[[ Extracted records, beginning ]]

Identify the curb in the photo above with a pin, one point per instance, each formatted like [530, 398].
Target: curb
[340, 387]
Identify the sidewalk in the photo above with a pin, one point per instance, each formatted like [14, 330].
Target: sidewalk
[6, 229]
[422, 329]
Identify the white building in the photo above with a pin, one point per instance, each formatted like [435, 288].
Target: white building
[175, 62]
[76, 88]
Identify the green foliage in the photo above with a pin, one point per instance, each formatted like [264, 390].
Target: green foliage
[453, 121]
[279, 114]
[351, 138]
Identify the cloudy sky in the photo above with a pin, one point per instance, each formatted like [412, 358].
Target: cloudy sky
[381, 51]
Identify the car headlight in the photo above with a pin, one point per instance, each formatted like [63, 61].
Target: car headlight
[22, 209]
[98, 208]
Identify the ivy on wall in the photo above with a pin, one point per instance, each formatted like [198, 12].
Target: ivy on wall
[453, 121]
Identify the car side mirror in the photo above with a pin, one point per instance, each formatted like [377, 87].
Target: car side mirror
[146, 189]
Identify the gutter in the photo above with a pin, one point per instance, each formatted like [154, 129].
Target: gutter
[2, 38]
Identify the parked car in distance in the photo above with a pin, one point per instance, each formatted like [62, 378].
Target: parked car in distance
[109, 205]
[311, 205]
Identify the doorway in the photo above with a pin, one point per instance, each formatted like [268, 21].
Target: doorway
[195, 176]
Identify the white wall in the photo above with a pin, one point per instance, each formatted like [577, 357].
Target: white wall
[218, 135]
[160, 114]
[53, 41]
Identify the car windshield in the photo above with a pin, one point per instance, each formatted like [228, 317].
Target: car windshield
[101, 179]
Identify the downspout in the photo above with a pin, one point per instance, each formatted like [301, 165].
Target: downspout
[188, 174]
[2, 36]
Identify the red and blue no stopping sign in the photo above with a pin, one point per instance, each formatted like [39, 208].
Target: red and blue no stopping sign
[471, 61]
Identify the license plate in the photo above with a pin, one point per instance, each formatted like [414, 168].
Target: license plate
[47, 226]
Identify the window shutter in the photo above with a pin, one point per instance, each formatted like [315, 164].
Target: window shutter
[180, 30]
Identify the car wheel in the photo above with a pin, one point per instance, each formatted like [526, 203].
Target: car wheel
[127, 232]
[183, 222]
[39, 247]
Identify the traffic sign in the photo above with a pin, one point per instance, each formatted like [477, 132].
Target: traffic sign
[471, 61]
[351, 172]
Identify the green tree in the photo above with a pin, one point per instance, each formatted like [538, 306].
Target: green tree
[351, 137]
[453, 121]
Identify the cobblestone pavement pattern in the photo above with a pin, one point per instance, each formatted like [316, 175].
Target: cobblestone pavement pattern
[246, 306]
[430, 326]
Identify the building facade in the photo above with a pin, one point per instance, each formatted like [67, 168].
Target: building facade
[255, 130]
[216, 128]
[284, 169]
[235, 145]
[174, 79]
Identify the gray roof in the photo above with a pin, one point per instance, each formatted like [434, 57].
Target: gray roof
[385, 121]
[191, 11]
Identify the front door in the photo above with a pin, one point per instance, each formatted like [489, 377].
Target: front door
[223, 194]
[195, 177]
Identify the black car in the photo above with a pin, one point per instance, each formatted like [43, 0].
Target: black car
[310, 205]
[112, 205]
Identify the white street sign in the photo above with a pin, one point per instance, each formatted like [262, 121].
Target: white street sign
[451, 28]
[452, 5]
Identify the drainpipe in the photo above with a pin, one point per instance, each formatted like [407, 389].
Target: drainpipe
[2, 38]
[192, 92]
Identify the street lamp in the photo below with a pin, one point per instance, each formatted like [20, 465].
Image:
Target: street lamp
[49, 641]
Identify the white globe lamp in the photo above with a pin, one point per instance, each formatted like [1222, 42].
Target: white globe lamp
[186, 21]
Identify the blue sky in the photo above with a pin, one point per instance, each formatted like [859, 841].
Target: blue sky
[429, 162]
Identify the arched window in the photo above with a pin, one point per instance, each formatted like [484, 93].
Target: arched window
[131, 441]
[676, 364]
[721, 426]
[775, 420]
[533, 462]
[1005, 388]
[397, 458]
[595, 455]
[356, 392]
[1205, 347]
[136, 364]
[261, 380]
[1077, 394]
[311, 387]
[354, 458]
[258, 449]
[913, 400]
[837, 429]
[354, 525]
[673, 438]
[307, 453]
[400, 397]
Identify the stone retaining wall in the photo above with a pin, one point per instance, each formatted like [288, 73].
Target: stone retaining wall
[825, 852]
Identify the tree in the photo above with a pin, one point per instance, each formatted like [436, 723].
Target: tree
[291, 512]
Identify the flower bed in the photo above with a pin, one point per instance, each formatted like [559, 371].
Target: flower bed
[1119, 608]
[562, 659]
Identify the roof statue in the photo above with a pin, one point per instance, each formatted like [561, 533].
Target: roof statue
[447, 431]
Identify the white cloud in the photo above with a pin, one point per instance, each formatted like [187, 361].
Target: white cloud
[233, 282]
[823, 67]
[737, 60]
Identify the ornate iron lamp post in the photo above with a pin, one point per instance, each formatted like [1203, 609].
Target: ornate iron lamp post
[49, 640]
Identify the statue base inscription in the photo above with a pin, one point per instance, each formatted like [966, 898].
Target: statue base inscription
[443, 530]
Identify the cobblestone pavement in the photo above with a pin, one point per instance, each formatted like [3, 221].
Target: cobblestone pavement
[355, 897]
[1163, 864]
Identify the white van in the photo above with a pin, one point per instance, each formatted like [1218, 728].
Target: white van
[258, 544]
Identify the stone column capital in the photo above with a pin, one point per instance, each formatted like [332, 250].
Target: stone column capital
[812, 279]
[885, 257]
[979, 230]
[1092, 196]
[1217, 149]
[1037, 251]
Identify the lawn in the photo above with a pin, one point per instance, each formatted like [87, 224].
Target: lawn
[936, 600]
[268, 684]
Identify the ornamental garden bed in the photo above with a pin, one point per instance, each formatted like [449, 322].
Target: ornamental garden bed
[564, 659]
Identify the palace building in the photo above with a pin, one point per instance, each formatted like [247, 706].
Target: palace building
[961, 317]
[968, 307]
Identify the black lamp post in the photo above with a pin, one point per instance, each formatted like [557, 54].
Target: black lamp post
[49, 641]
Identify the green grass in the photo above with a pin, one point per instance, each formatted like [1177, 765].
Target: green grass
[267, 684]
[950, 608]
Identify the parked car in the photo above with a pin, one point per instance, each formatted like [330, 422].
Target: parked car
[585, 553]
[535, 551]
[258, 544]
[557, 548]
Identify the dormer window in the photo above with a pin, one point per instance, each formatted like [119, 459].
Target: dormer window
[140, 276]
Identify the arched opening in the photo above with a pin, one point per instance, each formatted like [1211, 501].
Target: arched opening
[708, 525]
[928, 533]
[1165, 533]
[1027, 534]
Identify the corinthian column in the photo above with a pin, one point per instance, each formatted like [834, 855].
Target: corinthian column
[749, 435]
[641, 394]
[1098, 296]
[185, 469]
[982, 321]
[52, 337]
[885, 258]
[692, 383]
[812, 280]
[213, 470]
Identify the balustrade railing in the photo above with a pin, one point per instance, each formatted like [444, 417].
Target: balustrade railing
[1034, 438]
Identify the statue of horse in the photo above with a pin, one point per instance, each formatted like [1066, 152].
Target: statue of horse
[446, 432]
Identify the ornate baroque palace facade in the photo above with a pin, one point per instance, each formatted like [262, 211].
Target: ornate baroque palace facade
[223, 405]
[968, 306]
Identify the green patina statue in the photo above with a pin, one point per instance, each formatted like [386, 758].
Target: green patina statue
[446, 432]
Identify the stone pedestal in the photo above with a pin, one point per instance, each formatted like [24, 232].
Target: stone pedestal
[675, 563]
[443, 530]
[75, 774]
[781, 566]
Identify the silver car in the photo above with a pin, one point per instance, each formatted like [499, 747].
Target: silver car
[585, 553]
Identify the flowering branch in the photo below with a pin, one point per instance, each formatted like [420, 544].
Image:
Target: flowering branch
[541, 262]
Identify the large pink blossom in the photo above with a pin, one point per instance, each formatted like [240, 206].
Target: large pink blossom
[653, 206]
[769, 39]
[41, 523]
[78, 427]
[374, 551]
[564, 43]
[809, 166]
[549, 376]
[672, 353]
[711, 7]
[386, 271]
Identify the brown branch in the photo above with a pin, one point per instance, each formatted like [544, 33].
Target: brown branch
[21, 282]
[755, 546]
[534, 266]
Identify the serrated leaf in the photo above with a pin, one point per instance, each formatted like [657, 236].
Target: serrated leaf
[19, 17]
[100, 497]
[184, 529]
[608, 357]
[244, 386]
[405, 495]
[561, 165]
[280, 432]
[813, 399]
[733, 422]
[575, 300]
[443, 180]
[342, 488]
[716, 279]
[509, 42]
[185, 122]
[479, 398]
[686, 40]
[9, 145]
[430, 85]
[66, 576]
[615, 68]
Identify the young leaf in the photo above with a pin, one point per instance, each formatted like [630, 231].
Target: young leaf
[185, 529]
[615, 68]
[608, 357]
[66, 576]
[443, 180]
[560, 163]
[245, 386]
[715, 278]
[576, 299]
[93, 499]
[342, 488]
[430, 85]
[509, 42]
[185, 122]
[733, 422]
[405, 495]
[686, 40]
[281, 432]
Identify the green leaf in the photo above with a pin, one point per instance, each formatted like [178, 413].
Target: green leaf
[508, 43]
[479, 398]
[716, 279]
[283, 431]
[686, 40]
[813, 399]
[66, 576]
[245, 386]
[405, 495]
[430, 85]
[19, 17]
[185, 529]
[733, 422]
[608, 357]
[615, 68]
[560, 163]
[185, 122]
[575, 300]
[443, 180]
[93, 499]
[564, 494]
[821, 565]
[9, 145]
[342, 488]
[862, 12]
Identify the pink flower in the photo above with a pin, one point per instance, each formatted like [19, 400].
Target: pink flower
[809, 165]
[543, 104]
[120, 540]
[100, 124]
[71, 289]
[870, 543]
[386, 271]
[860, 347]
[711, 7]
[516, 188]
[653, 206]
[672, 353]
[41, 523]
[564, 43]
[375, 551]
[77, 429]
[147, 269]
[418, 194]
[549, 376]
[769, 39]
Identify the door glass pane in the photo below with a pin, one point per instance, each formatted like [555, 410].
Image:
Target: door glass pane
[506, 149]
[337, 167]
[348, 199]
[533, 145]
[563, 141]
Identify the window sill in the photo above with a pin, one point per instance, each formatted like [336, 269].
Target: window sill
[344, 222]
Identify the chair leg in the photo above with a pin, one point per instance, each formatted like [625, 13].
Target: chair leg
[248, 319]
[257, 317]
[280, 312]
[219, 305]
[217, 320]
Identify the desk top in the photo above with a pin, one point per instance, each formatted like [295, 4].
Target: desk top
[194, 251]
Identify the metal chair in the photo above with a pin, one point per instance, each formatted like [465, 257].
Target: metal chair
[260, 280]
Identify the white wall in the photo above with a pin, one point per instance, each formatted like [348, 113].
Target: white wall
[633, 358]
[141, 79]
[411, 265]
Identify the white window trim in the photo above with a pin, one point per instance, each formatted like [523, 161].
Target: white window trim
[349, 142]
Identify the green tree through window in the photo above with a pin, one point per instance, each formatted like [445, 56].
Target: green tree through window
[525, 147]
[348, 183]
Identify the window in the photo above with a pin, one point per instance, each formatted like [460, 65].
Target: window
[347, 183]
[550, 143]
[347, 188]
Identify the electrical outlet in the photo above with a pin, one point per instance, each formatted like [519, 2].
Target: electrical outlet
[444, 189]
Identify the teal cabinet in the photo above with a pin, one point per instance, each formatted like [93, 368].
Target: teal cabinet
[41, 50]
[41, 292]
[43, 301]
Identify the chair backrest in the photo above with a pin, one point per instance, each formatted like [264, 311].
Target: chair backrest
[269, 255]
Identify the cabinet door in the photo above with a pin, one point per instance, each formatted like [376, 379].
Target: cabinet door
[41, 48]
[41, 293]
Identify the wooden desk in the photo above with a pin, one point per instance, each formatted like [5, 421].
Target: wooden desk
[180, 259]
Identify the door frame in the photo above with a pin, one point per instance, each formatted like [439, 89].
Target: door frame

[[ Extracted records, end ]]

*Work required*. Report every line from the material above that mentions the word "frame".

*Task output*.
Identify the door frame in the photo above with a pin, one point per instance, each formatted like [439, 89].
Target: door frame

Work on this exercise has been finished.